── Supplied material

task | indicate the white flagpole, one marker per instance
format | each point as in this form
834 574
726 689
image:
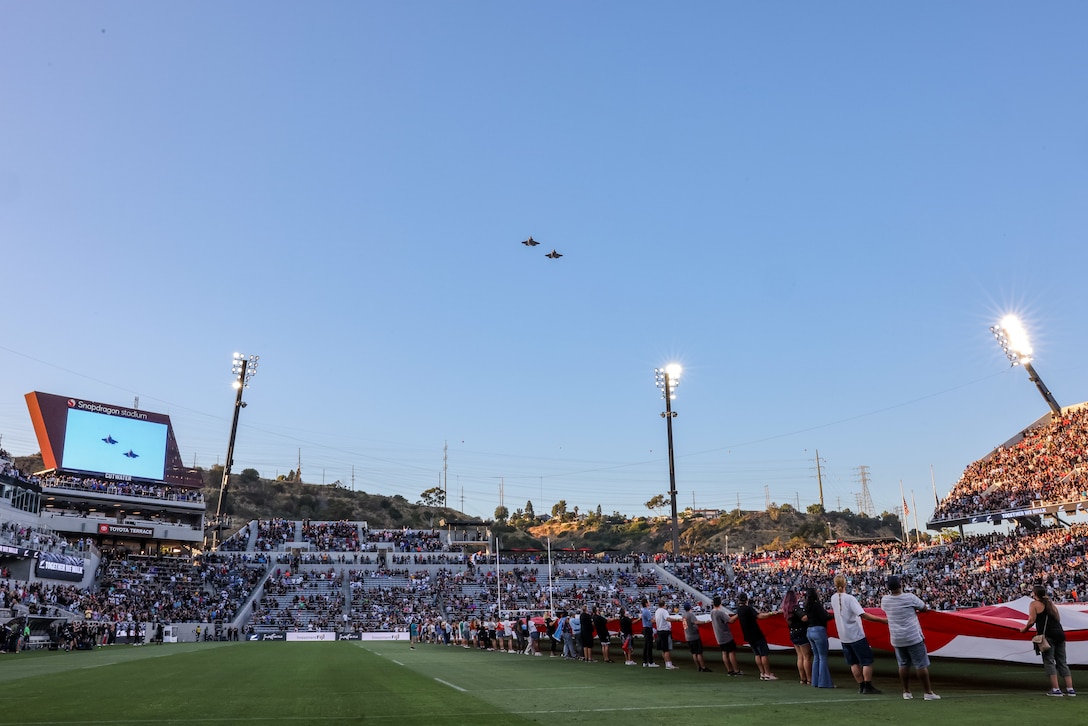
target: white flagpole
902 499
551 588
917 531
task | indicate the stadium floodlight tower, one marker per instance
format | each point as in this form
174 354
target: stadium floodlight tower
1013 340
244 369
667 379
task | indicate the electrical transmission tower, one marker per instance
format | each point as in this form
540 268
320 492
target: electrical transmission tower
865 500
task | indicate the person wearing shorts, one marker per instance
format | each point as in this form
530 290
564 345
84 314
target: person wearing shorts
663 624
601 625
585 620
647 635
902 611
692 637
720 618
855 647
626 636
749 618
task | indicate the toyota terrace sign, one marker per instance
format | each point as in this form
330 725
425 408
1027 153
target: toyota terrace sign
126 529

────

Aim of the task »
Copy every row above without any changes, and leave the pictures out of your copy.

Task result »
task | indicate the white flagpole, one marker per instance
format | each point as in this form
834 574
726 689
image:
target: white flagpole
902 499
551 588
917 531
task | indicate the stadium floodlight tower, one marker per instance
format | each point as in this form
174 354
target: stadium floodlight tower
1013 340
244 369
667 379
task | indicate the electrical transmission tower, one marker per instance
format | each point as in this form
540 268
320 492
target: electrical transmission tower
865 500
task | indicate the person wearing shorts, one marker per instance
format | each point as in this form
530 290
564 345
84 314
target: person wearing shorts
663 624
601 625
585 620
647 635
902 611
692 637
720 618
855 647
626 636
749 618
task | indicate the toyota terrace sign, one marker per instance
format | each point as in this form
330 725
425 408
1027 153
target: toyota terrace sign
126 529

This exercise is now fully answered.